**Exercise brief**
Please count how many lines in the items below contain the word "background". Reply with the number alone.

**Exercise inputs**
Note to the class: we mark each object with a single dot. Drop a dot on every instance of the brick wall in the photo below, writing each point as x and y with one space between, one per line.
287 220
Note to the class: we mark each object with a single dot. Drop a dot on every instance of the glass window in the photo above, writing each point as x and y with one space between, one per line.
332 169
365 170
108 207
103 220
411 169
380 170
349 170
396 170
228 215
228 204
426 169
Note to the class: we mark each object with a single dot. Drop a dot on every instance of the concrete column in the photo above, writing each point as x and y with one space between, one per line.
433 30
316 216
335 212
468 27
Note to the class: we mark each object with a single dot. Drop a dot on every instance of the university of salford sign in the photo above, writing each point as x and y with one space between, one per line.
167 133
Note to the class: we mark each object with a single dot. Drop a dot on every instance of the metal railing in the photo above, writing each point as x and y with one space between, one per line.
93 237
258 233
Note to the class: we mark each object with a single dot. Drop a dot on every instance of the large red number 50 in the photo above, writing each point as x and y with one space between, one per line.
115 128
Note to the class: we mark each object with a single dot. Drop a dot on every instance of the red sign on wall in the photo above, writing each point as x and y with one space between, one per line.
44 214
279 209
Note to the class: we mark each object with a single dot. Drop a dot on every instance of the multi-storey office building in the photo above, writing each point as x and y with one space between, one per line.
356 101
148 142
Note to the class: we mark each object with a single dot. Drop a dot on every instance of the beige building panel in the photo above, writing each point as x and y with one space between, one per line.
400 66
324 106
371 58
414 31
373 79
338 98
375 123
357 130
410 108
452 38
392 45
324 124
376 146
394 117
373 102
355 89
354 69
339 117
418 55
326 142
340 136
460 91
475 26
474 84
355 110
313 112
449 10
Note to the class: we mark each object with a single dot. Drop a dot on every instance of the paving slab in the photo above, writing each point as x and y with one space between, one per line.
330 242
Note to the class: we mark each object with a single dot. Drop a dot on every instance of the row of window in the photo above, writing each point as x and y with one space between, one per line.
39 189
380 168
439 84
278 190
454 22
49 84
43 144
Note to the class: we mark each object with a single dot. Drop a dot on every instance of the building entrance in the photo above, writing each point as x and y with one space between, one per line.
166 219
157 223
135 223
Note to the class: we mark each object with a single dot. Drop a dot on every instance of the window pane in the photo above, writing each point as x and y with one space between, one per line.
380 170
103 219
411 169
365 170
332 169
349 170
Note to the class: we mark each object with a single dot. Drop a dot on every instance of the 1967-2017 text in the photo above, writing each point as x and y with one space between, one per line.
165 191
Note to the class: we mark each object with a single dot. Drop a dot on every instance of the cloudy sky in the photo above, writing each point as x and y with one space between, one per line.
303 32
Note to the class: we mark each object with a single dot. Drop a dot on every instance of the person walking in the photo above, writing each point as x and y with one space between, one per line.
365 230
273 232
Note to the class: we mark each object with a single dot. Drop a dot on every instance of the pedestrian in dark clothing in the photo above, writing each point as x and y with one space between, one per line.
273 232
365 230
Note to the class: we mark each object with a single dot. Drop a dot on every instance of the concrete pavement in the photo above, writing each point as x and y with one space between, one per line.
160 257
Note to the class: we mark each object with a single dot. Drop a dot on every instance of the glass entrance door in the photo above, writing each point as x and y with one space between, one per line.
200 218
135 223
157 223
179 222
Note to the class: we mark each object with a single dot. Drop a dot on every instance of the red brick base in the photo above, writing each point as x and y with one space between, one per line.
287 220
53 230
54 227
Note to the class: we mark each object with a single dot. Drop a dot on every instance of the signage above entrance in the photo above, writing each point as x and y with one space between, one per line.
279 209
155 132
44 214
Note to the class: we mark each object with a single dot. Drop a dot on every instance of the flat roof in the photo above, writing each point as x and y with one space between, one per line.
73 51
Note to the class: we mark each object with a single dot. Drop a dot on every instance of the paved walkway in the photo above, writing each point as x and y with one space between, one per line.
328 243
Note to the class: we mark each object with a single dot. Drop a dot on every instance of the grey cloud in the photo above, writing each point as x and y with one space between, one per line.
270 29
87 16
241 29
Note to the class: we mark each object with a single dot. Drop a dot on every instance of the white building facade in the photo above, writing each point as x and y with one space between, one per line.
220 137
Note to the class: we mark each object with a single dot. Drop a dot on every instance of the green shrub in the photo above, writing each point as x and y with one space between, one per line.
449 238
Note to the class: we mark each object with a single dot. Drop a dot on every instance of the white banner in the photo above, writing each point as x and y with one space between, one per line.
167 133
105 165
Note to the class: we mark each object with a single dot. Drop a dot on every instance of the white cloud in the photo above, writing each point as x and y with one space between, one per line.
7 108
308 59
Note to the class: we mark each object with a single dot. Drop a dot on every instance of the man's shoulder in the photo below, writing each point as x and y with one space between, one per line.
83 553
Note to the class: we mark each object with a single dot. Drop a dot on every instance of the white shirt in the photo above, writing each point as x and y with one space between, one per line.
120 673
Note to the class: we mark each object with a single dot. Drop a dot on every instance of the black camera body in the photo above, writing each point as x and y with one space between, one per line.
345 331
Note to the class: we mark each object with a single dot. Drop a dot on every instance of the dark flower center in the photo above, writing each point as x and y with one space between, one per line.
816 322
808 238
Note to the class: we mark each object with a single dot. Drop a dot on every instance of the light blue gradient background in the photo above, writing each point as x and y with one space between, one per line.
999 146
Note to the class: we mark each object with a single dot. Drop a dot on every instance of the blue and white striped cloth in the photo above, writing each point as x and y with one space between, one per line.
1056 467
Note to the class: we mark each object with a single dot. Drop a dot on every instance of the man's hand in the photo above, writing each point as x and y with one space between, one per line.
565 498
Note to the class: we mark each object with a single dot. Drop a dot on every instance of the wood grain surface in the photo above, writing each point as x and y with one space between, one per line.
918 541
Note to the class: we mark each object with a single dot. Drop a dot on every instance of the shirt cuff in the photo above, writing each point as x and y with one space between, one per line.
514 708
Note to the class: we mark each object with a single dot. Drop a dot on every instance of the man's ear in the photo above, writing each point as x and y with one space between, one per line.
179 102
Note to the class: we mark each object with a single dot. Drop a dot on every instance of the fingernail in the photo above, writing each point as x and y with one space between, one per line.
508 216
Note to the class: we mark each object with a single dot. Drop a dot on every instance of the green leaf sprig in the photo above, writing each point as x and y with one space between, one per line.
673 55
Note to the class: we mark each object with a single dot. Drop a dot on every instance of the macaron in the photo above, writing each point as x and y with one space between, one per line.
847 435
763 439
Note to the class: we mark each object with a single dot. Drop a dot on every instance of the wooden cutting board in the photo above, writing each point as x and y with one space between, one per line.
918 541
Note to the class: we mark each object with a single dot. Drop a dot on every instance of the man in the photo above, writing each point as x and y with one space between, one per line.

...

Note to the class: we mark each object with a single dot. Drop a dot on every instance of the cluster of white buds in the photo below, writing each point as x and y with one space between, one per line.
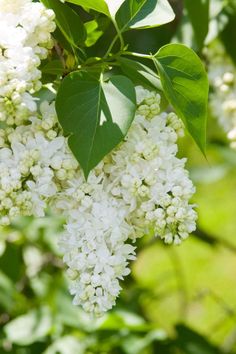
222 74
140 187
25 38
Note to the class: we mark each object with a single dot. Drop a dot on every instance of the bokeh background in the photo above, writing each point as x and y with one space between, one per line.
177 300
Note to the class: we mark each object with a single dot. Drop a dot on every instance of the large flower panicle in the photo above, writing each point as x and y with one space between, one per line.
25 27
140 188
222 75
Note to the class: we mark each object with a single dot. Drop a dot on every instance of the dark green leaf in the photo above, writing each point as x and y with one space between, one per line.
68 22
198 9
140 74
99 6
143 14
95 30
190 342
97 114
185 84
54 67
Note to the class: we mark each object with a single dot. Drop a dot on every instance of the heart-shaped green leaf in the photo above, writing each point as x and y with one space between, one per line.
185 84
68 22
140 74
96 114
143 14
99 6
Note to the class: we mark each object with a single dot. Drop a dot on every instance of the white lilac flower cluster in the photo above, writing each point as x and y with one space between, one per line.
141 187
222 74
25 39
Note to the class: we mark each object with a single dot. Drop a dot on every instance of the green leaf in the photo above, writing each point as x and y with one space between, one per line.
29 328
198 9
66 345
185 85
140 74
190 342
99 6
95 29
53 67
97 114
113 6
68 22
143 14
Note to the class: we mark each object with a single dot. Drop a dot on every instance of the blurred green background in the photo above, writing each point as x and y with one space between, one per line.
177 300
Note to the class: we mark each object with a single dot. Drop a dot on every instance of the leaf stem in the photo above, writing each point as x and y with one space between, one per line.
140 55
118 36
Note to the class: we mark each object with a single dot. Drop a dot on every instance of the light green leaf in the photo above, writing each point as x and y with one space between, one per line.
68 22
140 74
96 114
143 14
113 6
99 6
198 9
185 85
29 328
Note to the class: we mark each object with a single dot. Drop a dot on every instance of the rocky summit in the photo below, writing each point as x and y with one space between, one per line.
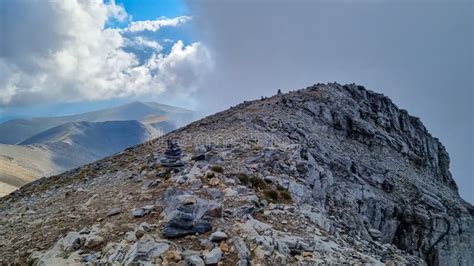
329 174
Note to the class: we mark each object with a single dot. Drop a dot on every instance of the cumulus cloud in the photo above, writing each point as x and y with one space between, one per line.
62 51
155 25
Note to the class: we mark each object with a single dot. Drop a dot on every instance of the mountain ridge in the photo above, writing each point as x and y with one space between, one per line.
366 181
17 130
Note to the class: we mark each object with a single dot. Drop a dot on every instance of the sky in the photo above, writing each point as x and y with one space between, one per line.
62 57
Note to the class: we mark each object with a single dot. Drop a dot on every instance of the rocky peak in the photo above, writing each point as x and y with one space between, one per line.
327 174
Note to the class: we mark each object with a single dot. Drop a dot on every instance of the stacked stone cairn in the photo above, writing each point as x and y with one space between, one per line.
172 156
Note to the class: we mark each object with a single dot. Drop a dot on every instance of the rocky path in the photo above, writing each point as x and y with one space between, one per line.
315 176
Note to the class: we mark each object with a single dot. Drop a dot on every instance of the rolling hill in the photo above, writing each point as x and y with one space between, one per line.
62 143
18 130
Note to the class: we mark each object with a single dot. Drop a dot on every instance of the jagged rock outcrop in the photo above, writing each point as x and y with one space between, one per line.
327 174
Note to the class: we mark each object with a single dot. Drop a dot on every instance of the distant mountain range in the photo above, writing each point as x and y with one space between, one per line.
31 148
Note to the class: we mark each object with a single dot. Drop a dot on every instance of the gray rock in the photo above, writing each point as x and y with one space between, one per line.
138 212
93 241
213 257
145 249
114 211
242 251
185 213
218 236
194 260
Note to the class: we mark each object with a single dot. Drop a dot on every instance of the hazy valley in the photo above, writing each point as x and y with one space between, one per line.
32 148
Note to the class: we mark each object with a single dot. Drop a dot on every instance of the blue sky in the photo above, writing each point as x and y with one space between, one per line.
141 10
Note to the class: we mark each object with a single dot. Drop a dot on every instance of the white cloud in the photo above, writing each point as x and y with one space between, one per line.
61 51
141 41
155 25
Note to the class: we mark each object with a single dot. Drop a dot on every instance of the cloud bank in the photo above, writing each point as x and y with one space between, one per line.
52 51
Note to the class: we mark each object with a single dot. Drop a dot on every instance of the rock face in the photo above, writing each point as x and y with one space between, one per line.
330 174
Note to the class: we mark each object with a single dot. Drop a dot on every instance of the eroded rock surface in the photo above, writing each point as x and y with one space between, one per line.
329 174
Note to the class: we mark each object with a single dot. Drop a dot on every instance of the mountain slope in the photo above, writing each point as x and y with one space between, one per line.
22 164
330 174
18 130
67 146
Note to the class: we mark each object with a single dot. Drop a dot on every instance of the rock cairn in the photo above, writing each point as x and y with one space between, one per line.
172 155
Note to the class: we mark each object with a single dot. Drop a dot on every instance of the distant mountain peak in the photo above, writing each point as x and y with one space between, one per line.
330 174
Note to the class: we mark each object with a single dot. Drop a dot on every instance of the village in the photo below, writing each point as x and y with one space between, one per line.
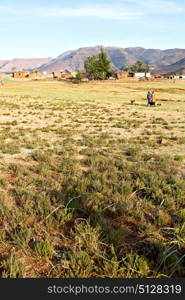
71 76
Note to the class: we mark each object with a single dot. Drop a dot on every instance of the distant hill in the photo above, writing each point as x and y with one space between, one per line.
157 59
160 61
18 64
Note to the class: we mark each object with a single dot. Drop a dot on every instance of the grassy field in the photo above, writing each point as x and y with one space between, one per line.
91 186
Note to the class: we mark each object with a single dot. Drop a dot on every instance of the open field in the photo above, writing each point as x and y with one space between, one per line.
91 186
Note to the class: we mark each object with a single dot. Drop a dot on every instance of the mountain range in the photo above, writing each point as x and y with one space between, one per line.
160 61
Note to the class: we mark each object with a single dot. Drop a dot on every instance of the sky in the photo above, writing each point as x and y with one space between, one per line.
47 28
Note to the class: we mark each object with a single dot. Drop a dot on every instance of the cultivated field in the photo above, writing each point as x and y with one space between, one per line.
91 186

--

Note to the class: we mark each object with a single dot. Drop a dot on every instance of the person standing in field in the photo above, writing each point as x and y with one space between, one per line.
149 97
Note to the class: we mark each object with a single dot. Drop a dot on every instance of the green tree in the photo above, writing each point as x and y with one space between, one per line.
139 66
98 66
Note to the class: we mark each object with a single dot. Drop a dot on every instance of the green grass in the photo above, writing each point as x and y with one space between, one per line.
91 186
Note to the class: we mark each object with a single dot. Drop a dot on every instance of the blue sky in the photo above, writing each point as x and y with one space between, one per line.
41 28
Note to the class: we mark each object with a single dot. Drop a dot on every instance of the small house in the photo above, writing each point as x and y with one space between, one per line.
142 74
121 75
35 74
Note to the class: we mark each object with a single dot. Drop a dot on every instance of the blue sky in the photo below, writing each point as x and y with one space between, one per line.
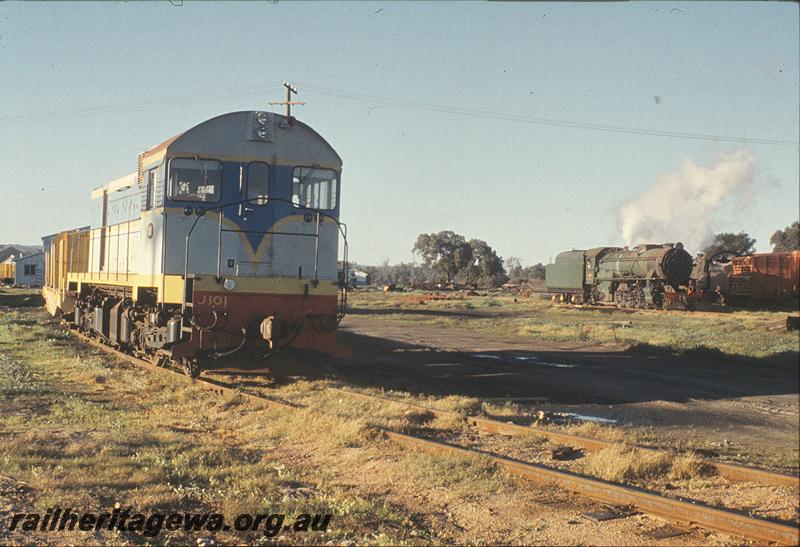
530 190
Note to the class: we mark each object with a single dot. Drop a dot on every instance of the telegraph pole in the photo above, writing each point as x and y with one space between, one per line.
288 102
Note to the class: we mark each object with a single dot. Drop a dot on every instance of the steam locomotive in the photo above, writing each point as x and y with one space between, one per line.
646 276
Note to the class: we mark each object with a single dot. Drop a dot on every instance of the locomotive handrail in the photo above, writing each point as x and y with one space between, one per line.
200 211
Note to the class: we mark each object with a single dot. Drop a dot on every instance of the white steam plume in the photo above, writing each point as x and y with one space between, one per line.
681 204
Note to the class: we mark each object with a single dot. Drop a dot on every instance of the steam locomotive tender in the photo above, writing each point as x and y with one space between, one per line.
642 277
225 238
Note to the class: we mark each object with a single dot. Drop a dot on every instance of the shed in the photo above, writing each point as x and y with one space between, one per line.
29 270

**Solution for this exercise**
3